[DATASET EXCERPTS]

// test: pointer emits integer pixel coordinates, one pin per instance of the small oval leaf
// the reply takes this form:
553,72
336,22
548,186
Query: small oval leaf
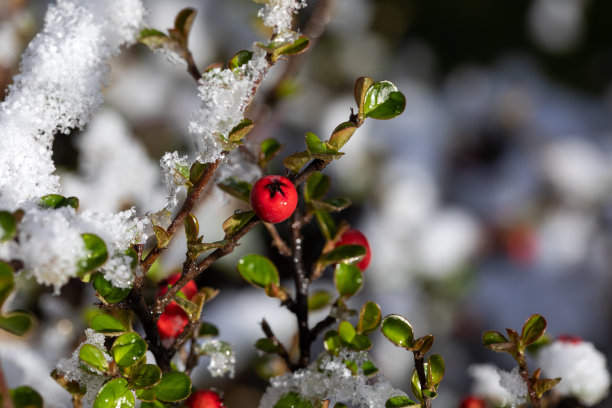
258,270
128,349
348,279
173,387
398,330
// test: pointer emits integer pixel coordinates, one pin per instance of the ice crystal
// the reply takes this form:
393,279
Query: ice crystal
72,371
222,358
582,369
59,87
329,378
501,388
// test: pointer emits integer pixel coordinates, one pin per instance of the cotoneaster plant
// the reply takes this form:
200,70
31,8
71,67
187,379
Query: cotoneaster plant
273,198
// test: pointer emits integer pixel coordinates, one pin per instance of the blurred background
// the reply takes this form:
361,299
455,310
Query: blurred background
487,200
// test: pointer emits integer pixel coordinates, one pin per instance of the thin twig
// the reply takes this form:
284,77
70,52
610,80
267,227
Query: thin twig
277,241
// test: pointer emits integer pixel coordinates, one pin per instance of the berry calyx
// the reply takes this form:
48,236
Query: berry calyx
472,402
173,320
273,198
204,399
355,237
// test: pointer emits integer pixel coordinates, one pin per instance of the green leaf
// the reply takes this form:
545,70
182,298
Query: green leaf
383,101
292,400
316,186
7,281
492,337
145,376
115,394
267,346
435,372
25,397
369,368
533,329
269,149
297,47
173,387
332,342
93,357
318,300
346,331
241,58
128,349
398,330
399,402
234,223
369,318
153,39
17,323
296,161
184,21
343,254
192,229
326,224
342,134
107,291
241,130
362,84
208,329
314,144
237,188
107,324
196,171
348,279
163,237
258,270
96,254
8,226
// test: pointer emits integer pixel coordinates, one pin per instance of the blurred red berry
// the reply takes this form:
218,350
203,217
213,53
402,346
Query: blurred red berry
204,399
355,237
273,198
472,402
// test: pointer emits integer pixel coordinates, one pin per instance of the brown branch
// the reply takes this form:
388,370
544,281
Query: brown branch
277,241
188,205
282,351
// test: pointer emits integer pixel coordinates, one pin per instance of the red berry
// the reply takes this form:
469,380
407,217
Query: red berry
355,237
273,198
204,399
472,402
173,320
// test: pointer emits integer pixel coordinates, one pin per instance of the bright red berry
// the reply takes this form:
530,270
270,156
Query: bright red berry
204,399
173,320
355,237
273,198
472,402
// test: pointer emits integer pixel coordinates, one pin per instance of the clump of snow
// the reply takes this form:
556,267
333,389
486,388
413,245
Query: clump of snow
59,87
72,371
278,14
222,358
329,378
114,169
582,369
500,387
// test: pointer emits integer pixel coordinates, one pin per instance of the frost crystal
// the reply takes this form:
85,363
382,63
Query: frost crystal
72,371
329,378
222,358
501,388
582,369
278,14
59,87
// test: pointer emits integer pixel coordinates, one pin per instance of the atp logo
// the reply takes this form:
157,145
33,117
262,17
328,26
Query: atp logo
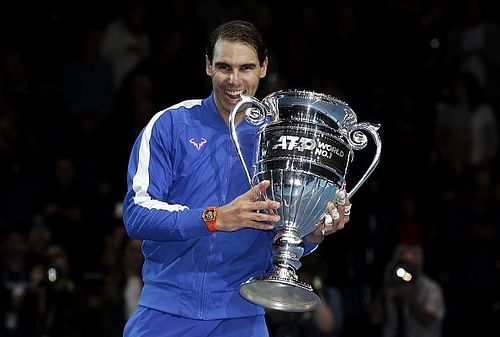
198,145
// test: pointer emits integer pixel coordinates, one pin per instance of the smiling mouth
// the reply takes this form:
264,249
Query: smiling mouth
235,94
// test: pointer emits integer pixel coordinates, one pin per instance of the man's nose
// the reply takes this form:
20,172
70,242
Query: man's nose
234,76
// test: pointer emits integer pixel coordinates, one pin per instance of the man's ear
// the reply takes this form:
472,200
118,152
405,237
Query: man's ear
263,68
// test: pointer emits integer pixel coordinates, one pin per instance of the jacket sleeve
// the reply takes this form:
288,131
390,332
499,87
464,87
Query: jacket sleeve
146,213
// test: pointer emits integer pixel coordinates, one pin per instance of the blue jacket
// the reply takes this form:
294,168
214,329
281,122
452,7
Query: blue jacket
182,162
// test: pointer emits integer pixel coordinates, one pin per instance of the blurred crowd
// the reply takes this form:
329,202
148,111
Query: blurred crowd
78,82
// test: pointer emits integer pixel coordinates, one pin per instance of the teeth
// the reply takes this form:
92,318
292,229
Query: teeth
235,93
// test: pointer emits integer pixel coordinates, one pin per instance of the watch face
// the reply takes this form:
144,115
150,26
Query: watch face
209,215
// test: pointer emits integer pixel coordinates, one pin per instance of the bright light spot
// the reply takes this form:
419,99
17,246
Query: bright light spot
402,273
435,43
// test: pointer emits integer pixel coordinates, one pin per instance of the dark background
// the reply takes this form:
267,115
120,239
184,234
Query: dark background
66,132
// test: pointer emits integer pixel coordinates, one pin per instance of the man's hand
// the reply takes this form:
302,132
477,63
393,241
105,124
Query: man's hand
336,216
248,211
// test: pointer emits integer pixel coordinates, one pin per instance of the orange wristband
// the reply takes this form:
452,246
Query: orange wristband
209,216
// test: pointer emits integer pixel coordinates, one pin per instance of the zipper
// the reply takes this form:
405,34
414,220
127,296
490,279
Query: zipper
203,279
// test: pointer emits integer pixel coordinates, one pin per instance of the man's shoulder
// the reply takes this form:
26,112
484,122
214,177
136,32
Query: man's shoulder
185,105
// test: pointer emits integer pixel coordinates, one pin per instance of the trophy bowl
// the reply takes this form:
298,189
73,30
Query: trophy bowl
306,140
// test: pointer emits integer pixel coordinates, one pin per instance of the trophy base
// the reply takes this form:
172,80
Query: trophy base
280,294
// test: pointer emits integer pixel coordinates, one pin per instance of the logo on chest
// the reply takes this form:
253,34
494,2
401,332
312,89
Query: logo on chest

[/DATASET EXCERPTS]

» EXERCISE INSTRUCTIONS: Lines that contain "chest" should be pulled from the entries above and reported.

» REPLY:
// test: pointer emits integer pixel coordinates, one pin per instance of the logo on chest
Query: logo on chest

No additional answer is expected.